▸ **Required task**
Reproduce every line of the material below word for word, in the same order.

········

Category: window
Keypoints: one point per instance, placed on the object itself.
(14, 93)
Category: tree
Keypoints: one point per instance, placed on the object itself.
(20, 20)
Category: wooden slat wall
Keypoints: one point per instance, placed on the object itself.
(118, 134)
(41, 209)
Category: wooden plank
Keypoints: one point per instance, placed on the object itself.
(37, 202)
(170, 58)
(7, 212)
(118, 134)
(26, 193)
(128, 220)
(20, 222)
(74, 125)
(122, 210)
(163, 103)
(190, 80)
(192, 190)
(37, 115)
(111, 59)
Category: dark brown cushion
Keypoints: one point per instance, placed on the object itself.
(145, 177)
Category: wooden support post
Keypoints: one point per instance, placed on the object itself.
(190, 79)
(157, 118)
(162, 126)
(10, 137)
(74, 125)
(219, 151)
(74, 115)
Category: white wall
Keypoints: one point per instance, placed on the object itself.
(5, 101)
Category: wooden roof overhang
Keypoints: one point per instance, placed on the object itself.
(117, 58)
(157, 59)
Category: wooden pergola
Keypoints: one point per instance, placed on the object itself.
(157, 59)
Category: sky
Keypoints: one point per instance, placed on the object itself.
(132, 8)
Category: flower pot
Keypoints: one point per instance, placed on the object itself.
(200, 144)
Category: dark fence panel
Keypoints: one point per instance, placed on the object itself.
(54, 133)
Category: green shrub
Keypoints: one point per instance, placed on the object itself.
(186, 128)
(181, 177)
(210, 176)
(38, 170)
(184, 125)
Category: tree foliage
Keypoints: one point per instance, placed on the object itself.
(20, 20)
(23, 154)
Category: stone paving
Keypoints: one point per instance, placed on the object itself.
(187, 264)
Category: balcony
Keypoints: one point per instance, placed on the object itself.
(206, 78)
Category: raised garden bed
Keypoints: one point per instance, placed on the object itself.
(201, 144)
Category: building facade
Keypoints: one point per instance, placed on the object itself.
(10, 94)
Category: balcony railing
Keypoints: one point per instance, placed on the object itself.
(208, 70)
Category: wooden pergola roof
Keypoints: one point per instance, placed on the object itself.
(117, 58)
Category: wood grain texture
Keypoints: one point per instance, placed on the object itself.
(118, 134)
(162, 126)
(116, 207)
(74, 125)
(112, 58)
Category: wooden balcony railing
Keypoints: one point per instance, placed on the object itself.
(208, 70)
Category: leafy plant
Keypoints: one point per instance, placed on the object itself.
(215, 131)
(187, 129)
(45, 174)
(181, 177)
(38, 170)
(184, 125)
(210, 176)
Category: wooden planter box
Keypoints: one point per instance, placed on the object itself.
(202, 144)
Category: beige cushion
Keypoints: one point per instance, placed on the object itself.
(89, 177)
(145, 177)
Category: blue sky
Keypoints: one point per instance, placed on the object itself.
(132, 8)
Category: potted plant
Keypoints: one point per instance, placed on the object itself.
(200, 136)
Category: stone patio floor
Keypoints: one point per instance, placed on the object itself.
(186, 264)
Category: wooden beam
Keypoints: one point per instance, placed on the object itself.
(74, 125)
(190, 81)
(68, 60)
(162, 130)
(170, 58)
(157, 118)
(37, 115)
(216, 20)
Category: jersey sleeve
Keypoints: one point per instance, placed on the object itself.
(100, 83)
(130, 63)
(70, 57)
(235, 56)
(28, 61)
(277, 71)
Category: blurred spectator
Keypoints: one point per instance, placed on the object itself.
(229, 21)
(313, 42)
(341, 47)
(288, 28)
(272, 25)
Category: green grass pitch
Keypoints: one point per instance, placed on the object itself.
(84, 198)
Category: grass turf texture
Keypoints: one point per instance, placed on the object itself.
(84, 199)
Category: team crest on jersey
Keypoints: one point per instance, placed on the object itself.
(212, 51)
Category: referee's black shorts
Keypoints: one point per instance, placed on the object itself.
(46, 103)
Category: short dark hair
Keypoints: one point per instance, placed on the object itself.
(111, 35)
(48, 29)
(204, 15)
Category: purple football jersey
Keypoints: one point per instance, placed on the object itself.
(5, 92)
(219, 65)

········

▸ **The response**
Category: window
Keypoints: one point per instance, placed on the object itself.
(14, 93)
Category: tree
Keypoints: one point per instance, placed on the object itself.
(20, 20)
Category: wooden slat wall
Keypoints: one point per instance, placed on the object itself.
(118, 134)
(41, 209)
Category: wooden plank
Keypoints: one point per instance, placed on the object itself.
(37, 202)
(170, 58)
(7, 212)
(118, 134)
(26, 193)
(128, 220)
(20, 222)
(74, 125)
(122, 210)
(163, 103)
(190, 80)
(192, 190)
(37, 115)
(111, 59)
Category: dark brown cushion
Keypoints: one point per instance, placed on the object itself.
(145, 177)
Category: wooden support post
Keypoints: one point per instance, placed on the object itself.
(190, 79)
(157, 118)
(162, 126)
(10, 137)
(74, 125)
(219, 151)
(74, 115)
Category: white wall
Keypoints: one point per instance, placed on the object itself.
(5, 101)
Category: wooden roof overhang
Keypoints: one point per instance, placed on the object itself.
(117, 58)
(157, 59)
Category: wooden pergola
Keypoints: one point per instance, placed on the object itself.
(157, 59)
Category: sky
Keypoints: one point per instance, placed on the object itself.
(132, 8)
Category: flower pot
Keypoints: one point per instance, placed on the object itself.
(200, 144)
Category: dark fence panel
Keypoints: one point per instance, placed on the object itself.
(54, 133)
Category: green shrub
Keypoints: one point per instance, placed on the object itself.
(186, 128)
(181, 177)
(210, 176)
(38, 170)
(184, 125)
Category: tree foliage
Keypoints: one point per instance, placed on the object itself.
(20, 20)
(23, 154)
Category: stone paving
Keypoints: one point per instance, placed on the object itself.
(187, 264)
Category: balcony
Keypoints: one point per instance, placed on the object itself.
(206, 78)
Category: raised garden bed
Keypoints: one point per instance, placed on the object itself.
(201, 144)
Category: building facade
Keypoints: one point per instance, placed on the object itself.
(10, 94)
Category: balcony railing
Keypoints: one point per instance, placed on the object itself.
(208, 70)
Category: wooden pergola roof
Keypoints: one point per instance, placed on the object itself.
(117, 58)
Category: wood grain texture
Keypoints: one point per instance, placed on the object itself.
(118, 134)
(162, 126)
(116, 207)
(74, 125)
(112, 58)
Category: wooden balcony railing
Keypoints: one point per instance, placed on the object itself.
(208, 70)
Category: leafy plant
Keypoints: one point per instance, placed on the object itself.
(215, 131)
(187, 129)
(45, 174)
(181, 177)
(38, 170)
(184, 125)
(210, 176)
Category: wooden planter box
Keypoints: one point per instance, placed on the object itself.
(202, 144)
Category: beige cushion
Keypoints: one point per instance, placed on the object itself.
(89, 177)
(145, 177)
Category: blue sky
Keypoints: one point per instance, placed on the object itself.
(132, 8)
Category: potted plant
Keypoints: one point per instance, placed on the object itself.
(200, 136)
Category: stone patio floor
Keypoints: one point per instance, placed on the object itself.
(186, 264)
Category: wooden beam
Keypoints: one point per instance, placed on the object itself.
(74, 125)
(190, 81)
(68, 60)
(162, 130)
(170, 58)
(157, 118)
(37, 115)
(216, 20)
Category: jersey sleeve
Keypoints: one point per instance, placed on the object itself.
(100, 83)
(130, 63)
(70, 57)
(235, 56)
(28, 61)
(277, 71)
Category: blurred spectator
Keypoints: one point per instance, placed on the object itself.
(229, 21)
(313, 42)
(341, 47)
(288, 28)
(272, 25)
Category: green grass pitch
Keypoints: one point per instance, placed on the object itself.
(84, 198)
Category: grass turf texture
Keypoints: one point per instance, placed on the object itself.
(84, 199)
Category: team crest on jersey
Keypoints: one point per instance, placed on the object itself.
(212, 51)
Category: referee's black shorts
Keypoints: one point per instance, placed on the object itself.
(46, 103)
Category: short dark hair
Keypoints: one point per instance, placed on the object itself.
(111, 35)
(48, 29)
(204, 15)
Category: purple football jersey
Keypoints: one point per instance, placed on the object itself.
(5, 92)
(219, 65)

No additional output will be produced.